(Items from a dataset)
##########

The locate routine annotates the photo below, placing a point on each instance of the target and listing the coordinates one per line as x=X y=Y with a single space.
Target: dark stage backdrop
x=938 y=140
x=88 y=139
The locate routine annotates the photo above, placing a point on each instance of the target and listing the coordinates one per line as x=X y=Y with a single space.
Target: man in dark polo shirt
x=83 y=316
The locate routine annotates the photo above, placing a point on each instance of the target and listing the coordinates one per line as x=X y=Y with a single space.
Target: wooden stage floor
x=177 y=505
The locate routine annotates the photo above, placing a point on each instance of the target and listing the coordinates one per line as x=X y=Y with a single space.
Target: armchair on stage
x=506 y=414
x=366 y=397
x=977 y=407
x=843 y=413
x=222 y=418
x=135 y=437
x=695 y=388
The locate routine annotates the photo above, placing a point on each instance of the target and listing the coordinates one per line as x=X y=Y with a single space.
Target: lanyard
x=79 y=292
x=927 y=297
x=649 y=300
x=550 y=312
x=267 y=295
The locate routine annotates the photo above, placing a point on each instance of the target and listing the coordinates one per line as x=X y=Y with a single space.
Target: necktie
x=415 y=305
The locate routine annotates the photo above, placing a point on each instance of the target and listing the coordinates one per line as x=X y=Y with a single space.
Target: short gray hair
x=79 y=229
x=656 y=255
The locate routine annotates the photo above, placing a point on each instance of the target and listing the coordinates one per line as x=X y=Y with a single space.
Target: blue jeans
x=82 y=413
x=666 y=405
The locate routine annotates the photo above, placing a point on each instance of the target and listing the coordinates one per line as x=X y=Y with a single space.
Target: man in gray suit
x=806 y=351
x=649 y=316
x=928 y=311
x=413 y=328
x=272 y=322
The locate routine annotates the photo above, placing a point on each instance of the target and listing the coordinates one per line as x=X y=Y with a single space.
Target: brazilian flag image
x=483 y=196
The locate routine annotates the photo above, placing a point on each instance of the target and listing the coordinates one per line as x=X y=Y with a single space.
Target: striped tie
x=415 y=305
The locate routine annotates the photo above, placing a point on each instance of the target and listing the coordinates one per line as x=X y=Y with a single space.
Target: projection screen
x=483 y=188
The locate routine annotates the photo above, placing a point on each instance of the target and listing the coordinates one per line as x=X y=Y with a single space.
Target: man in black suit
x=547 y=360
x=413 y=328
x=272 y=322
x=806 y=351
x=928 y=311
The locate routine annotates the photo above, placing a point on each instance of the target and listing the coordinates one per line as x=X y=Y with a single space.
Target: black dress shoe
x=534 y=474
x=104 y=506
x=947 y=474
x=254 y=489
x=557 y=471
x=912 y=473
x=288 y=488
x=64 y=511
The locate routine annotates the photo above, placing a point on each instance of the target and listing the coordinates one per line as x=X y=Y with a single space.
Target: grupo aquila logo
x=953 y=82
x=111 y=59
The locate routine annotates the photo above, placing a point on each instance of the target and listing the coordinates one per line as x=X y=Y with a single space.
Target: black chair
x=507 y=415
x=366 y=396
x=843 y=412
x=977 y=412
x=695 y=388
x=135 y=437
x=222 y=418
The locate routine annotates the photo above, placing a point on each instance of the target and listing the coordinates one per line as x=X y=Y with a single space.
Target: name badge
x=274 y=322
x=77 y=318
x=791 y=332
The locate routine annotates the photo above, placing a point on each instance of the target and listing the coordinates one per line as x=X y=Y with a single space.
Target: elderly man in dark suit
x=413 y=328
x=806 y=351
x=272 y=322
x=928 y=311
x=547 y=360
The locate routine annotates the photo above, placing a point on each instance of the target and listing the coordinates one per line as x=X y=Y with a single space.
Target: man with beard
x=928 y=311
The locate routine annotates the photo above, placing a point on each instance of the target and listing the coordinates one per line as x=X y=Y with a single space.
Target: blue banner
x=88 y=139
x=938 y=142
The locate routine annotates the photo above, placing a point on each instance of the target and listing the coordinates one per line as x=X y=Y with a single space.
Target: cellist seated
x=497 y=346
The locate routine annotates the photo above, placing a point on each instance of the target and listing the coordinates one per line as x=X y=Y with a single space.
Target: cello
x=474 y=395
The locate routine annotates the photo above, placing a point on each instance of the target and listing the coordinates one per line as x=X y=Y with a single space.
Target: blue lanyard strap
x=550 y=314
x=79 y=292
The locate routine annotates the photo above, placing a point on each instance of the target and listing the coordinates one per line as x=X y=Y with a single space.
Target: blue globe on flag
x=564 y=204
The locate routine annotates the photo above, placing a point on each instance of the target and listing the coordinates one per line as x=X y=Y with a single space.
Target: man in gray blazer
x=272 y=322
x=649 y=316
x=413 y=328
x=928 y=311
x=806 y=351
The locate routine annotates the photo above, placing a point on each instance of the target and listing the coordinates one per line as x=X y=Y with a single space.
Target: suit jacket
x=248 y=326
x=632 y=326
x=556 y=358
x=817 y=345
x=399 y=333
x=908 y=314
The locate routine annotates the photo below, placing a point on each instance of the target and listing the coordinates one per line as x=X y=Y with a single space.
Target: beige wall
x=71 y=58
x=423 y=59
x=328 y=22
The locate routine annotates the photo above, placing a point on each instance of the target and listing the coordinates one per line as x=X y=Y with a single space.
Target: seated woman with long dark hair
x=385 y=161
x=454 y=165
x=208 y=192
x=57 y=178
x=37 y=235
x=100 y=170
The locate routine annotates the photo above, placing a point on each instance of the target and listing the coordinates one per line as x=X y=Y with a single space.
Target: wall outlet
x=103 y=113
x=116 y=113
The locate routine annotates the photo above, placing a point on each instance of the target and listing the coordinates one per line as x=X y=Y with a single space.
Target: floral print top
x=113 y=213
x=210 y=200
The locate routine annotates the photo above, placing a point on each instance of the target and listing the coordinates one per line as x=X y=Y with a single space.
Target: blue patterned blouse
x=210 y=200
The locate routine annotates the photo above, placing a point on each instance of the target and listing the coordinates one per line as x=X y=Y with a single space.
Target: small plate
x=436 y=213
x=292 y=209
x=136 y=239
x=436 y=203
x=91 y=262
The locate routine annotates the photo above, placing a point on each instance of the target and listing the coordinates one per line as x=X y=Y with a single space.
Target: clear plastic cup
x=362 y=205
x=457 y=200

##########

Output the entire set of records exactly as shown.

WORKED SOLUTION:
The locate routine annotates the photo below, placing a point on each instance of the target and listing the coordinates one per line as x=X y=Y with a single space.
Target: dark stage backdrop
x=938 y=140
x=88 y=139
The locate routine annotates the photo above, placing a point on each instance of the target and listing the coordinates one per line as x=X y=Y with a single space.
Target: man in dark polo shirt
x=83 y=316
The locate routine annotates the photo above, placing a point on each instance of the target and listing the coordinates one per line as x=X y=Y with a single space.
Target: wooden stage floor
x=177 y=505
The locate routine annotates the photo above, placing a point on each instance of the target and listing the coordinates one per line as x=X y=Y with a single space.
Target: armchair on stage
x=506 y=414
x=366 y=397
x=977 y=407
x=843 y=413
x=222 y=418
x=135 y=437
x=695 y=388
The locate routine annotates the photo above, placing a point on each instance of the target and listing the coordinates one per line as x=X y=Y with a single space.
Target: lanyard
x=79 y=292
x=927 y=297
x=649 y=300
x=550 y=312
x=267 y=295
The locate routine annotates the photo above, placing a point on each instance of the target and listing the coordinates one per line as x=X y=Y with a single space.
Target: necktie
x=415 y=305
The locate routine annotates the photo above, placing a point on each instance of the target and listing the coordinates one per line as x=X y=Y with a single space.
Target: short gray hair
x=79 y=229
x=656 y=255
The locate routine annotates the photo above, placing a point on each instance of the target and listing the coordinates one per line as x=X y=Y with a single space.
Target: blue jeans
x=82 y=413
x=666 y=405
The locate routine annotates the photo above, placing a point on each instance of the target and listing the coordinates one per line as x=X y=Y with a single space.
Target: man in gray suit
x=806 y=351
x=649 y=316
x=928 y=311
x=413 y=328
x=272 y=322
The locate routine annotates the photo above, placing a point on each instance of the target and listing the coordinates one per line as x=X y=Y with a single space.
Target: brazilian flag image
x=483 y=196
The locate routine annotates the photo above, placing a point on each instance of the target and listing the coordinates one per line as x=X y=Y with a single space.
Target: striped tie
x=415 y=305
The locate routine annotates the photo above, placing a point on each instance of the target and listing the coordinates one per line as x=X y=Y with a single space.
Target: projection screen
x=483 y=188
The locate routine annotates the photo above, placing a point on each instance of the target and listing the coordinates one per line as x=X y=Y with a single space.
Target: man in black suit
x=547 y=360
x=413 y=328
x=272 y=322
x=806 y=351
x=928 y=311
The locate routine annotates the photo above, placing a point on each instance of the target and listing the coordinates one per line as x=X y=Y with a single space.
Target: black dress shoe
x=534 y=474
x=104 y=506
x=947 y=474
x=254 y=489
x=557 y=471
x=912 y=473
x=288 y=488
x=64 y=511
The locate routine annotates the photo above, placing a point on each instance of the target and listing the coordinates one per line as x=X y=Y with a single space.
Target: grupo aquila logo
x=953 y=82
x=111 y=59
The locate routine annotates the photo above, placing a point on each instance of the target and listing the coordinates one per line as x=X y=Y with a single space.
Target: black chair
x=507 y=415
x=366 y=396
x=843 y=412
x=977 y=412
x=695 y=388
x=135 y=437
x=222 y=418
The locate routine annotates the photo above, placing a point on each instance of the target and listing the coordinates one per line as x=X y=Y with a single space.
Target: name badge
x=274 y=322
x=77 y=318
x=791 y=332
The locate routine annotates the photo above, placing a point on each instance of the target and listing the coordinates one per line as x=X y=Y with a single space.
Target: elderly man in dark suit
x=413 y=328
x=806 y=351
x=272 y=322
x=928 y=311
x=547 y=360
The locate routine annotates the photo above, placing a point on each instance of the target and listing the coordinates one per line as x=X y=Y with a single space.
Target: man with beard
x=928 y=311
The locate routine annotates the photo above, placing a point on each instance of the target and listing the coordinates one per line as x=X y=Y with a single space.
Target: blue banner
x=88 y=139
x=938 y=142
The locate routine annotates the photo above, placing a point on each instance of the target and listing the coordinates one per line as x=X y=Y with a single space.
Target: cellist seated
x=497 y=346
The locate routine annotates the photo above, placing a point on each instance of the target and listing the coordinates one per line as x=X y=Y with a single space.
Target: cello
x=474 y=395
The locate routine annotates the photo above, placing a point on each instance of the target and listing the coordinates one per line as x=X y=Y with a single space.
Target: blue lanyard strap
x=550 y=314
x=79 y=292
The locate routine annotates the photo above, placing a point on each instance of the target and listing the coordinates one per line as x=X y=Y with a single space.
Target: blue globe on flag
x=564 y=204
The locate routine annotates the photo above, placing a point on each instance of the target and listing the coordinates one per line as x=X y=Y with a single space.
Target: man in gray blazer
x=272 y=322
x=649 y=316
x=413 y=328
x=928 y=311
x=806 y=351
The locate routine annotates the photo above, placing a point on each instance of the target and listing the coordinates one per line as x=X y=Y with a single space.
Target: suit jacket
x=248 y=326
x=632 y=326
x=556 y=358
x=817 y=345
x=399 y=333
x=908 y=314
The locate routine annotates the photo below, placing a point on each instance of the target and listing the coordinates one per line as x=X y=Y with a single space.
Target: beige wall
x=71 y=58
x=423 y=59
x=328 y=22
The locate routine annotates the photo above, placing a point on each instance of the target and listing the coordinates one per line as x=X y=Y with a single space.
Target: seated woman with long dark hair
x=385 y=161
x=454 y=165
x=208 y=192
x=57 y=178
x=37 y=235
x=100 y=170
The locate routine annotates the photo above, placing a point on each instance of the target and listing the coordinates one per line as x=X y=Y with a single space.
Target: wall outlet
x=103 y=113
x=116 y=113
The locate routine annotates the photo above, placing a point on each instance of the target and listing the coordinates one per line as x=X y=Y with a single space.
Target: floral print top
x=113 y=213
x=210 y=200
The locate routine annotates the photo above, placing a point on each instance of the target and listing the coordinates one per line as x=X y=Y with a single space.
Target: blue patterned blouse
x=210 y=200
The locate routine annotates the photo above, placing a point on each instance of the target and listing the coordinates one per line as x=X y=Y with a single space.
Target: small plate
x=436 y=213
x=292 y=209
x=136 y=239
x=436 y=203
x=91 y=262
The locate routine annotates the photo above, placing a point on each instance of the target and listing the coordinates one per line as x=X y=Y with a single space.
Target: clear plastic cup
x=362 y=205
x=457 y=200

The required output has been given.